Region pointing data
====

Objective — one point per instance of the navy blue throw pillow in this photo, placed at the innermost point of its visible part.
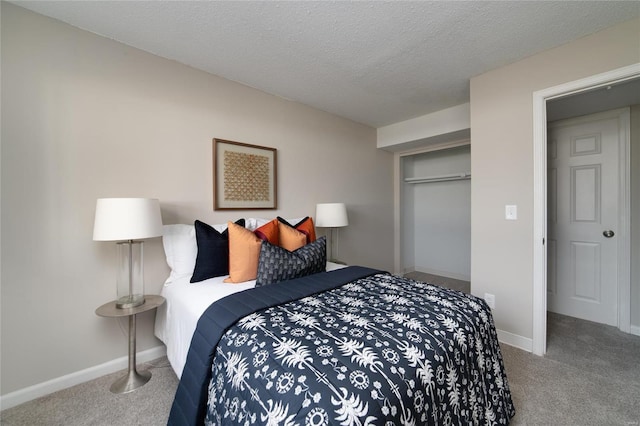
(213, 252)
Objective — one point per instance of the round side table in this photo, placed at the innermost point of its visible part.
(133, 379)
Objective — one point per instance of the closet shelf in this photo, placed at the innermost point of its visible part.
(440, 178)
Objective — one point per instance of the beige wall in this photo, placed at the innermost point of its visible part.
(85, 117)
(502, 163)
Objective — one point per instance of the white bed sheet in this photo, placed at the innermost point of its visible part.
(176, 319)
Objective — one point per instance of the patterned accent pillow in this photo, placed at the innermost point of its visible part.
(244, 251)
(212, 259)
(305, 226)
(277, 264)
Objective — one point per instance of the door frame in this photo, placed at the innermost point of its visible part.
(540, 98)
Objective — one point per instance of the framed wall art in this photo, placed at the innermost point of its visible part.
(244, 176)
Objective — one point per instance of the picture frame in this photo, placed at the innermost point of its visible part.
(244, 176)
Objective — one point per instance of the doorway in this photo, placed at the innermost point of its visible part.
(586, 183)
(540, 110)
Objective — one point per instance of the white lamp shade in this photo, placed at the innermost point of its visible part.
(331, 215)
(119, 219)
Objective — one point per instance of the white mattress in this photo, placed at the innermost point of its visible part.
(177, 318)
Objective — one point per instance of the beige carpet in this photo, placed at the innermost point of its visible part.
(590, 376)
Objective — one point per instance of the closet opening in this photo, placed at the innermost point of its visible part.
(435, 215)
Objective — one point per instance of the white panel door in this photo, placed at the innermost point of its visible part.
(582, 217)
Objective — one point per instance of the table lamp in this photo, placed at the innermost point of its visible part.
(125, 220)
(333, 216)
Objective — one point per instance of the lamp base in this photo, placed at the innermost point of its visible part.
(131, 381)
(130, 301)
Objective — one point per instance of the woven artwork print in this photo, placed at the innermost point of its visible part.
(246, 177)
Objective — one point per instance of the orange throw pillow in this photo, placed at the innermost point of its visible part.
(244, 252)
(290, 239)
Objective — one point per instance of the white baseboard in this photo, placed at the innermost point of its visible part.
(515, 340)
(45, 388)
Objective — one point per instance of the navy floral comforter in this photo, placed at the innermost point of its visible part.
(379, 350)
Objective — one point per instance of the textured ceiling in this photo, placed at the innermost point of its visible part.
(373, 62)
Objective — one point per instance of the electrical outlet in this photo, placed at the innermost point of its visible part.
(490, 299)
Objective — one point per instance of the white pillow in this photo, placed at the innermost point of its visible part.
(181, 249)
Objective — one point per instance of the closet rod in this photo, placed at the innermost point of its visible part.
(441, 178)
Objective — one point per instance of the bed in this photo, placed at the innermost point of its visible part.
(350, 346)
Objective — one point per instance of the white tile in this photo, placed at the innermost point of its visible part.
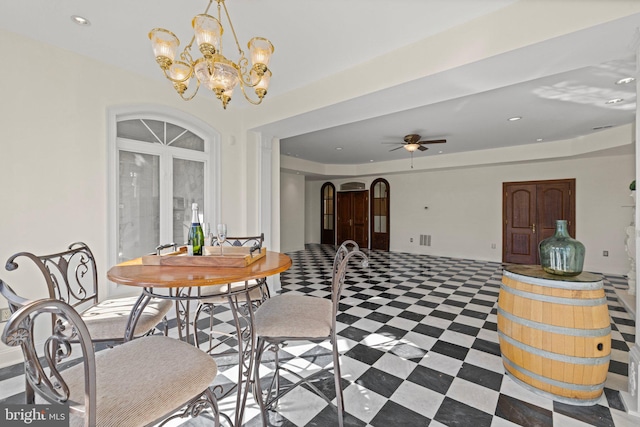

====

(What is being asked): Each record is to be written out exactly. No picture goes in.

(Final answer):
Objective — one point per instance of the navy blue throw pillow in this photo, placed at the innermost point of its visible part.
(213, 252)
Objective — one point per instance of the round side table in this photo, placed at the innermost point of its visible part.
(133, 379)
Objective — one point per instance of the closet shelf in this photo, placed at the innermost point of its visible part.
(440, 178)
Objective — one point per instance of the beige wall in this photo, placed at the innermost point of its visible part.
(85, 117)
(502, 163)
Objective — one point per instance of the white bed sheet in this photo, placed at the innermost point of its visible part.
(176, 319)
Objective — one point per instance of the patterned accent pillow in this photo, placed at the innermost point of its visible part.
(244, 251)
(212, 259)
(305, 226)
(277, 264)
Objective — one point per instance of the door frame in this photo, placed at the innermost point of its visible part.
(540, 98)
Objective — one point per instance of the framed wall art in this photo, placed at the innermost point of its visible part.
(244, 176)
Objective — one point per instance of the picture frame in this photo, placed at the innermost point of its visible part.
(244, 176)
Objective — one point per instance of the doorway in this photo, placed at the innermost point of its visible part.
(586, 183)
(540, 110)
Objective — one point per instance of the white lamp shade in this photo, placed at the innermost point of its visible part.
(331, 215)
(119, 219)
Objective — one point per instance of the white mattress in this photo, placed at the innermost point of its visible part.
(177, 318)
Objective — one point per instance of the beige carpet in this photo, placed at the innermost point of its visible part.
(590, 376)
Objective — one point per instance of the closet opening in this photo, placed at the innermost point of its visible part.
(435, 215)
Objective — one point per instance of the white panel door in this photo, placed at the innermost point of its visible part.
(582, 217)
Objective — one point per instance of the table lamp in this photo, placed at the innermost point of its visible part.
(125, 220)
(333, 216)
Objective — one point per instance of the lamp base in this photo, placed at the innermost point of its visible part.
(131, 381)
(130, 301)
Objective — one point per instance of the woven artwork print in this photo, placed at the innermost point of its visible part.
(246, 177)
Objective — one point per instance of the orange throw pillow in this photo, placed at the innermost point of its visible part.
(244, 252)
(290, 239)
Objective — one point per instance of the white baseboard in this photo, placed at the innermost point of its visible part.
(515, 340)
(45, 388)
Objective — one point per instance of the navy floral comforter in this photo, placed at the innermost point of its visible part.
(379, 350)
Objective — one point per instance of the textured ceiling in this photo, placed at the innermost point of its visible part.
(373, 62)
Objective — one point per instance of the electrical outlet in this photo, placed at the innermost point of its visible part.
(490, 299)
Objective — one point per instance of the white pillow in this photo, placed at the innermost point of its visible part.
(181, 249)
Objective — one point per instance of the closet rod in this photo, placed at the innermost point of its visible part.
(441, 178)
Objective — one point per instance of the bed in this photo, placed at the innermost point of its visible part.
(350, 346)
Objective — one point per instance of the white tile in this photo, placed at the innermost point of its visible part.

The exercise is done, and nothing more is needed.